Collection entries:
---*---

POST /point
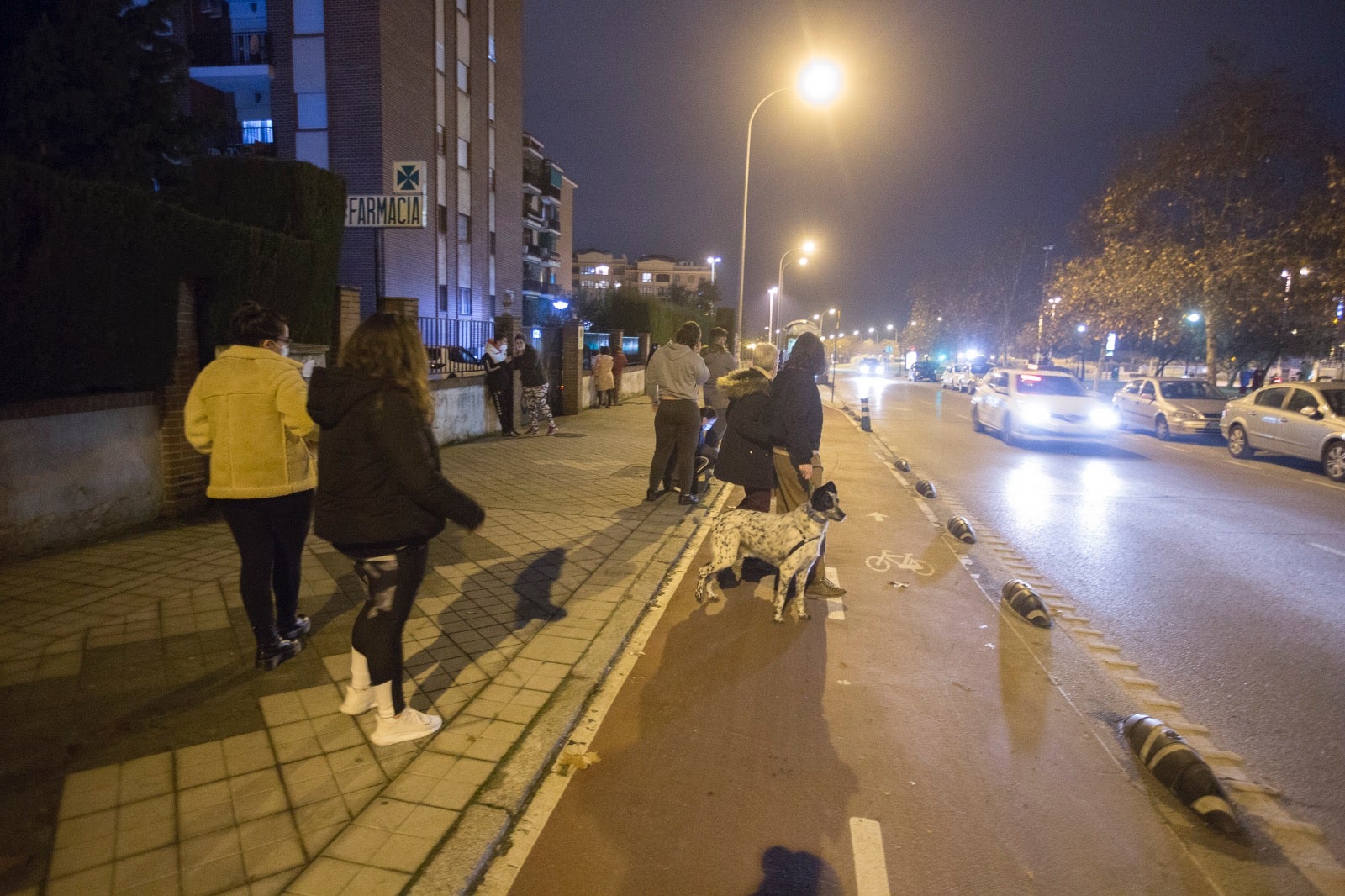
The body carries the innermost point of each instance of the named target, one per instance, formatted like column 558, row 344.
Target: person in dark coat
column 381, row 497
column 748, row 435
column 797, row 414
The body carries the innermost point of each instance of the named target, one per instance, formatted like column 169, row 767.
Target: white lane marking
column 871, row 867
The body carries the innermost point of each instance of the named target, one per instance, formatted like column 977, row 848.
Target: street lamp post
column 818, row 84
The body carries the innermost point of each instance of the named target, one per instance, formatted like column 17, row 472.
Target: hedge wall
column 89, row 280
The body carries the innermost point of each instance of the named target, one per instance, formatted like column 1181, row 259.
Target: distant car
column 1301, row 420
column 1039, row 403
column 925, row 372
column 1169, row 407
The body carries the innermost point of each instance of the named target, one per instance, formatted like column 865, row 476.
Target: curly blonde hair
column 389, row 346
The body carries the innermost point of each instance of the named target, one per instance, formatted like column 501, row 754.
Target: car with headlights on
column 1301, row 420
column 1039, row 403
column 1169, row 407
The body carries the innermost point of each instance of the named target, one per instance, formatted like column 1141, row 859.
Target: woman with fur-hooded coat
column 746, row 451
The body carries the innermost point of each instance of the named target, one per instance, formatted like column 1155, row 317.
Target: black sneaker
column 295, row 630
column 276, row 653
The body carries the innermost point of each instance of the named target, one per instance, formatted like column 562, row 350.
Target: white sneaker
column 358, row 700
column 410, row 725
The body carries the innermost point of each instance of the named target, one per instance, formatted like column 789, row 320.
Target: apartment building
column 358, row 85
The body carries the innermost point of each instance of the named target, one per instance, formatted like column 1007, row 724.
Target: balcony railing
column 443, row 335
column 230, row 49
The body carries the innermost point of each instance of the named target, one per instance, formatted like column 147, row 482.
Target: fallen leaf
column 578, row 759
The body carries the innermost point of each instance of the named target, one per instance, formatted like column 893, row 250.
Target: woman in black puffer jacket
column 381, row 498
column 746, row 452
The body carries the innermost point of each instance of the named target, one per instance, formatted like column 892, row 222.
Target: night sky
column 959, row 121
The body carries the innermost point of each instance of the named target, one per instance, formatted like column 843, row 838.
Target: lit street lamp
column 818, row 84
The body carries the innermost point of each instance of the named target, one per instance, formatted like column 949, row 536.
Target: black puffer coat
column 378, row 477
column 746, row 451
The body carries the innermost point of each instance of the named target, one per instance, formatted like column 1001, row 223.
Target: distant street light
column 818, row 84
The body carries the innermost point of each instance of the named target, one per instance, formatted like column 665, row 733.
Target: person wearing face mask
column 248, row 414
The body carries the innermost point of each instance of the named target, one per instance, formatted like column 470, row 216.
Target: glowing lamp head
column 820, row 82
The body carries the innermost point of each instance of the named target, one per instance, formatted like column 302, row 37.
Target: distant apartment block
column 358, row 85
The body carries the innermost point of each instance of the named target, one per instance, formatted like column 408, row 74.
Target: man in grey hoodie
column 672, row 381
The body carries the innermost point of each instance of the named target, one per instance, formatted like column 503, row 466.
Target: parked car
column 1039, row 403
column 925, row 372
column 1169, row 407
column 1300, row 420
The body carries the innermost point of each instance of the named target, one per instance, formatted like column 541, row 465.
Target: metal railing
column 230, row 49
column 444, row 334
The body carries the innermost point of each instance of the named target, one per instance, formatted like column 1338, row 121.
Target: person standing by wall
column 381, row 498
column 499, row 382
column 720, row 362
column 750, row 436
column 604, row 383
column 797, row 412
column 533, row 381
column 672, row 380
column 246, row 410
column 618, row 367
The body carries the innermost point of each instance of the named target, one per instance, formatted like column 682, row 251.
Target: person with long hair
column 672, row 380
column 381, row 498
column 246, row 412
column 797, row 410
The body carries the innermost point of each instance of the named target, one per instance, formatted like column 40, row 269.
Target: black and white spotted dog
column 790, row 542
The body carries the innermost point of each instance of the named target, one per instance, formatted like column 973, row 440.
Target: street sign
column 396, row 210
column 408, row 177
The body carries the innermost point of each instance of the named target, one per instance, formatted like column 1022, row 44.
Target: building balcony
column 230, row 49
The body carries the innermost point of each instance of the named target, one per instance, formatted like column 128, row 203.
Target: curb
column 484, row 826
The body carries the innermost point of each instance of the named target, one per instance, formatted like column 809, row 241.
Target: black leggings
column 392, row 586
column 271, row 535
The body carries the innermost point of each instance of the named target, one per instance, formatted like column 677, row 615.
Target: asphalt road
column 1224, row 579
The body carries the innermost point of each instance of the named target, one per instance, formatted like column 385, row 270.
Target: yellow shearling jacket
column 248, row 412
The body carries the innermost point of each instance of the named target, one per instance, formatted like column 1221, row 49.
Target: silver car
column 1169, row 407
column 1302, row 420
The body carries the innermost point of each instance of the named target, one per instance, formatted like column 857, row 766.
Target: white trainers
column 410, row 725
column 358, row 700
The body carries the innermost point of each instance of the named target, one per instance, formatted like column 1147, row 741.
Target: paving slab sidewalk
column 145, row 754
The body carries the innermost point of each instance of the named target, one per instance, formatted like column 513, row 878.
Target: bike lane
column 907, row 737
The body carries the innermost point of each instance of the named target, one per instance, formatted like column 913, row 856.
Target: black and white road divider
column 1181, row 770
column 1026, row 602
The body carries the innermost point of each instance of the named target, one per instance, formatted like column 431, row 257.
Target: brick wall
column 183, row 468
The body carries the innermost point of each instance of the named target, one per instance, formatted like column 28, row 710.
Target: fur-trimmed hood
column 743, row 382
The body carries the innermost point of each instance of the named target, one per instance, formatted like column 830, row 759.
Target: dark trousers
column 390, row 586
column 271, row 535
column 677, row 424
column 504, row 403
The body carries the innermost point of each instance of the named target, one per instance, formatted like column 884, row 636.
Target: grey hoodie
column 676, row 372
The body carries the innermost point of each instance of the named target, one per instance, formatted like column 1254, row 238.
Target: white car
column 1039, row 403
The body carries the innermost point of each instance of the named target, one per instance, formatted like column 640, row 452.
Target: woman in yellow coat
column 248, row 412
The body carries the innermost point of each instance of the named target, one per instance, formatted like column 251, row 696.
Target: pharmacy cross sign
column 408, row 177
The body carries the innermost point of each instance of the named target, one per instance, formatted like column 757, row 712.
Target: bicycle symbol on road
column 889, row 560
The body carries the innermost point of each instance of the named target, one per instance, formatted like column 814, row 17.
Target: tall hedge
column 89, row 279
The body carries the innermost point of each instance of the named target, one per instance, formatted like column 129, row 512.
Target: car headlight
column 1035, row 414
column 1105, row 417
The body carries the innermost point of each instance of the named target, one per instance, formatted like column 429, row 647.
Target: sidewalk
column 145, row 754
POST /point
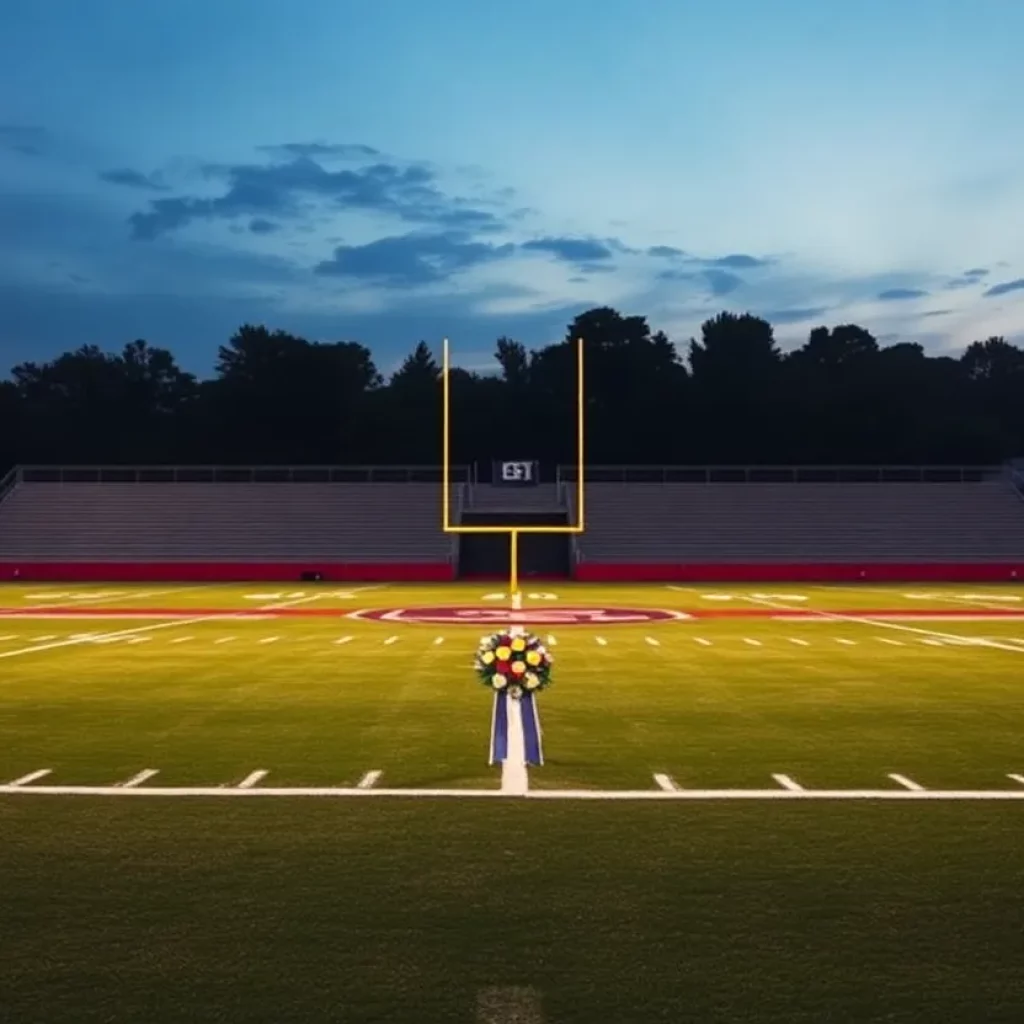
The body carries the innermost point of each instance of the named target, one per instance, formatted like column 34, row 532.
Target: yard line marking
column 111, row 597
column 141, row 777
column 509, row 1005
column 907, row 783
column 788, row 783
column 31, row 777
column 252, row 778
column 882, row 624
column 116, row 635
column 141, row 792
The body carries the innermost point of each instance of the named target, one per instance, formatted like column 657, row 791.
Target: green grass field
column 735, row 906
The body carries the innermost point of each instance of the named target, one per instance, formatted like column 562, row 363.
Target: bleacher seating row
column 683, row 523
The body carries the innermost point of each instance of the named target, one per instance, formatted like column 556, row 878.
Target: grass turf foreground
column 402, row 910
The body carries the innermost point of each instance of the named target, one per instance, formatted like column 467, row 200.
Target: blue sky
column 389, row 171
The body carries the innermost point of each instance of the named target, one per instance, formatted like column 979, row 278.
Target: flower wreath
column 517, row 662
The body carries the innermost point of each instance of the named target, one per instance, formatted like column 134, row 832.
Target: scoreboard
column 516, row 474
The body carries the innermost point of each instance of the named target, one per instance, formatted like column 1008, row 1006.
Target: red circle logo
column 471, row 615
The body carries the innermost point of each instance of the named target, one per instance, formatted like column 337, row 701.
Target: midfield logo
column 536, row 616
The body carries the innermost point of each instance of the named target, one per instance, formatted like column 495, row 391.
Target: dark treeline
column 732, row 397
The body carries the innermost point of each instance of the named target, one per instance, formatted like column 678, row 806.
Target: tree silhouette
column 279, row 398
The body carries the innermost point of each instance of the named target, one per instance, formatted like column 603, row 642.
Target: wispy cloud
column 901, row 294
column 131, row 179
column 283, row 189
column 1005, row 288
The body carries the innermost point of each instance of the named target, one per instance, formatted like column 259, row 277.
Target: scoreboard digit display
column 517, row 474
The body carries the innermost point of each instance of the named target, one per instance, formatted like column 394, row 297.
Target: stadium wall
column 224, row 571
column 802, row 572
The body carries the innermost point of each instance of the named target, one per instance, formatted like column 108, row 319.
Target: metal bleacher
column 794, row 516
column 195, row 514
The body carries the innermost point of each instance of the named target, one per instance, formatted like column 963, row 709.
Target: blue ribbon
column 532, row 745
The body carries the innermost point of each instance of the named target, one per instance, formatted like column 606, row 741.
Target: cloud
column 400, row 261
column 283, row 189
column 131, row 179
column 737, row 261
column 30, row 140
column 583, row 252
column 899, row 294
column 795, row 315
column 1005, row 288
column 721, row 282
column 341, row 151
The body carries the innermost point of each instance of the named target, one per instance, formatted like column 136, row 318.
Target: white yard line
column 73, row 602
column 116, row 635
column 907, row 783
column 787, row 783
column 31, row 777
column 278, row 605
column 698, row 795
column 141, row 777
column 883, row 624
column 509, row 1005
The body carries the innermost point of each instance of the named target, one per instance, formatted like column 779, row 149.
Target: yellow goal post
column 511, row 529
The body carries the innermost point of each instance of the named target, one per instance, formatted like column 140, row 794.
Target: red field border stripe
column 473, row 614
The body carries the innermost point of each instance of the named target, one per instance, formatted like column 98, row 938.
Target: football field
column 759, row 803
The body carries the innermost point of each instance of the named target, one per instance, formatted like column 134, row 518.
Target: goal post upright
column 513, row 530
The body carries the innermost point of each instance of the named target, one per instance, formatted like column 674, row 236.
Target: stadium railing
column 781, row 474
column 238, row 474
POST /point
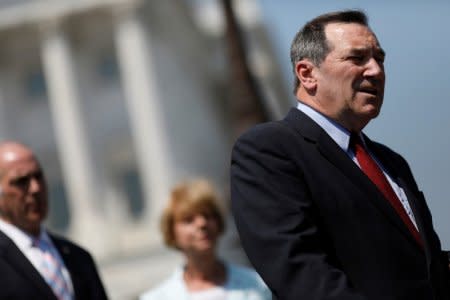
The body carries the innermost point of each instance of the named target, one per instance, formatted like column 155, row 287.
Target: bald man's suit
column 316, row 228
column 21, row 281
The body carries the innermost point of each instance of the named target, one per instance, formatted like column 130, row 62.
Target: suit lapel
column 311, row 131
column 12, row 255
column 70, row 262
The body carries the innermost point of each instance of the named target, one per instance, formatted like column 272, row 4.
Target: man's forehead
column 349, row 30
column 351, row 35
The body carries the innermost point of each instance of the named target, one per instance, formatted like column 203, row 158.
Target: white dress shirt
column 34, row 254
column 342, row 137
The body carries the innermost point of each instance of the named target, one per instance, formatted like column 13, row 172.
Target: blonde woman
column 192, row 223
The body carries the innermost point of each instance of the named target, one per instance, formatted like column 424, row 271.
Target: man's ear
column 306, row 76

---*---

§ **Given exercise**: Output the lines of the listing above as a JSON list of strings, one string per line, starting at the line that contains "884, row 636." and ending after the line that contains "column 676, row 372".

§ **Finished answer**:
[
  "The body carries the innermost point of each instance of the named target, one per instance, formatted like column 884, row 636.",
  "Target: grey hoodie",
  "column 676, row 372"
]